§ WHAT THIS TASK INVOLVES
Copy the rows from the line with "Can you find the crowd" to the line with "pixel 148 212", both included, character for character.

§ STORED ROWS

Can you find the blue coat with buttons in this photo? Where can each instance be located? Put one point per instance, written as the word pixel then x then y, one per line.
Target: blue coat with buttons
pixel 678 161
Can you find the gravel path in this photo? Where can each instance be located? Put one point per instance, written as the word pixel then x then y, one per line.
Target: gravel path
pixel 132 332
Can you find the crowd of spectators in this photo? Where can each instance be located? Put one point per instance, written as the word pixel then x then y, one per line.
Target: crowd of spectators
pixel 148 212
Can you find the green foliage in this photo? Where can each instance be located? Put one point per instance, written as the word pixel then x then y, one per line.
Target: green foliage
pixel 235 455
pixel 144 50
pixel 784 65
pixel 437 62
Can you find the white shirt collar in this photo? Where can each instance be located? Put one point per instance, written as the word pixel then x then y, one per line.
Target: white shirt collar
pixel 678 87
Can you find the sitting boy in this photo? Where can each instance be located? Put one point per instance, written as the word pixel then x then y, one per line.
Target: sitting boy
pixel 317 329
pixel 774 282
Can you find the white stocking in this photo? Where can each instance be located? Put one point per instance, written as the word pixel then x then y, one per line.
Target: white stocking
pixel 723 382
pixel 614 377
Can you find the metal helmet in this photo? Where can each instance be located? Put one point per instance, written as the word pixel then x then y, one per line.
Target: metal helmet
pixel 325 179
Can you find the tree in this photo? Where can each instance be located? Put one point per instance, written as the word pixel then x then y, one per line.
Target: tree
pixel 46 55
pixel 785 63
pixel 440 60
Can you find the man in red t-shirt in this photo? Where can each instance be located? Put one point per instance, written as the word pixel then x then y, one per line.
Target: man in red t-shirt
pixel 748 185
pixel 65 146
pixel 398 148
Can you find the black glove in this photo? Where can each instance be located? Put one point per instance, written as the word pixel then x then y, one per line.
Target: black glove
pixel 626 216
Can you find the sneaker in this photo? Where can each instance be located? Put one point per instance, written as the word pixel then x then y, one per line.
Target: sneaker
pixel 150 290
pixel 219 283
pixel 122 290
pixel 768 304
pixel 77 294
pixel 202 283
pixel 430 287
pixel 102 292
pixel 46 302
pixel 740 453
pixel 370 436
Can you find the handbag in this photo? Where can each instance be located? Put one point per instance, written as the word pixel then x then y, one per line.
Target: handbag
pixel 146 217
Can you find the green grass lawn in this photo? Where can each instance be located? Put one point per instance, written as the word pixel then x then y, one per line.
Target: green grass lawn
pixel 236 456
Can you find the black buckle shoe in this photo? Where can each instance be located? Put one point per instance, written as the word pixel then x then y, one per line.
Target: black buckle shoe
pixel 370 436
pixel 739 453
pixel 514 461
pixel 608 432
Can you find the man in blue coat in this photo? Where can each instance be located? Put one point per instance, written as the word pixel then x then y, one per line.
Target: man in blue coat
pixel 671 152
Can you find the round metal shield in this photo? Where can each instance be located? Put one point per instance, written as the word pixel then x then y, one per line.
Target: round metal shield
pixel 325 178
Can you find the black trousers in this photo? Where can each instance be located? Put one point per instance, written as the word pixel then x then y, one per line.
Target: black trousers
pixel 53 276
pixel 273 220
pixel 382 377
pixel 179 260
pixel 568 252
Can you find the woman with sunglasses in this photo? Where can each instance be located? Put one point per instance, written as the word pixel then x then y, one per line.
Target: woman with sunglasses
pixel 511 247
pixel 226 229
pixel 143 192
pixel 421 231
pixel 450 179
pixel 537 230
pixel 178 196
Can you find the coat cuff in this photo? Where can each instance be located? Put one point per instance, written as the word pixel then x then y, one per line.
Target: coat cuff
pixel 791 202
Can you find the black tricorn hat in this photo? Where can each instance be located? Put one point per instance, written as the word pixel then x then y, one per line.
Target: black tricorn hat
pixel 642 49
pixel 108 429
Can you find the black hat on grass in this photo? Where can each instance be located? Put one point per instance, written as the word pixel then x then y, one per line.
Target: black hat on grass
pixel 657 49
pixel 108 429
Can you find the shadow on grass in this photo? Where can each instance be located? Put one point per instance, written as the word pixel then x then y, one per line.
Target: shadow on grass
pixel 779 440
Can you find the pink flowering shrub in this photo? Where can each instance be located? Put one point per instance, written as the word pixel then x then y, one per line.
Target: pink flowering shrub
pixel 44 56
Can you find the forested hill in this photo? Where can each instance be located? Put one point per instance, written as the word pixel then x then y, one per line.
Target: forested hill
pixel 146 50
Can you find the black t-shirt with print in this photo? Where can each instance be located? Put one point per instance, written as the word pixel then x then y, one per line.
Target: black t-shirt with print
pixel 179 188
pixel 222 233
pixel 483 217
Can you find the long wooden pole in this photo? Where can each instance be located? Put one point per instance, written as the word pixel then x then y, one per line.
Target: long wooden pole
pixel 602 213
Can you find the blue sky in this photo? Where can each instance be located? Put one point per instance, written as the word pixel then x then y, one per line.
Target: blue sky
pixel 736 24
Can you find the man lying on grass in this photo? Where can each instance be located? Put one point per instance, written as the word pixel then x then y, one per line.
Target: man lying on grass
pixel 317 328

§ THE REPLY
Can you find the crowd of spectators in this photo? Where can each instance be located? Put one point per instance, written as the word pixel then x then y, one per line.
Target: crowd of spectators
pixel 148 212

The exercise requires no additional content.